§ Items excerpted from a collection:
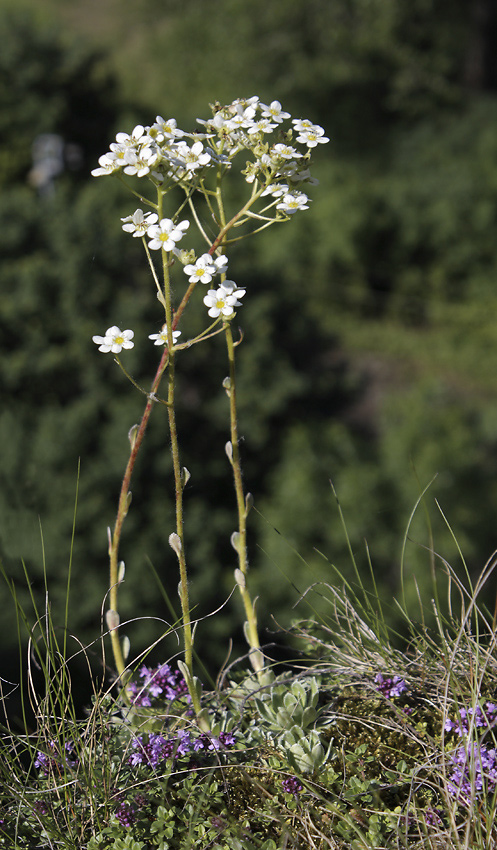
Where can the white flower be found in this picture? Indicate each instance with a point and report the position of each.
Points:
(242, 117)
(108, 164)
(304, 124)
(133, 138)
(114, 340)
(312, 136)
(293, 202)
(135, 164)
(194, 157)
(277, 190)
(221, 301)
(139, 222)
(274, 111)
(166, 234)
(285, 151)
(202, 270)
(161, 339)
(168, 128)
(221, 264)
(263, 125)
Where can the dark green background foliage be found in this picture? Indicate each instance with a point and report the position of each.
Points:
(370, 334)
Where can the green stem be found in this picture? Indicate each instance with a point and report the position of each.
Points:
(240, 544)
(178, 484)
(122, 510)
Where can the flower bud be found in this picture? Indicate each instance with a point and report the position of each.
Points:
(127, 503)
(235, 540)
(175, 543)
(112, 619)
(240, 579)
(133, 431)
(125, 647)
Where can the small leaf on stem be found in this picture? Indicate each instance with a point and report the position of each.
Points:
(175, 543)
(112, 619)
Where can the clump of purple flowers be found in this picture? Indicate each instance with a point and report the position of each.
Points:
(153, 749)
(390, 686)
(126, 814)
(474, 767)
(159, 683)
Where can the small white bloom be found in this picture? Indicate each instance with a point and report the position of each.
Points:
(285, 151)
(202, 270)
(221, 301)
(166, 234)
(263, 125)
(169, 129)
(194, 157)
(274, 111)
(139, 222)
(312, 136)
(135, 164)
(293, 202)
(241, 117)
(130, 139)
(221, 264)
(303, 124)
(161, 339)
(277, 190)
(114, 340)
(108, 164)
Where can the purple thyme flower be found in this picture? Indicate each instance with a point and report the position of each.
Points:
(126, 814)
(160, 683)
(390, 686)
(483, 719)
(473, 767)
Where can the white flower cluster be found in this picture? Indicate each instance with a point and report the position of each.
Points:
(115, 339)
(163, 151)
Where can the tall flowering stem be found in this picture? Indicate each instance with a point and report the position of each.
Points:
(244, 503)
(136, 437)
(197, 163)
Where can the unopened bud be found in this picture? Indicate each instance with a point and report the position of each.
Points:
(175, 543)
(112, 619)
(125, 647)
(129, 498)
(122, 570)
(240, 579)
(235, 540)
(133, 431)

§ Task to carry out: Extract, word for word, every line from the one containing "Where can the tall" through the last line of the items, both included.

§ Answer for the task:
Where can the tall flowering stem be found in this picture? Indicate each instance with a point and report the position of each.
Points:
(244, 503)
(136, 437)
(197, 163)
Where can the unopened bud be found in this picture? Indicate each instance with a point and report the position of each.
Points:
(175, 543)
(112, 619)
(125, 647)
(129, 498)
(122, 570)
(240, 579)
(235, 540)
(133, 431)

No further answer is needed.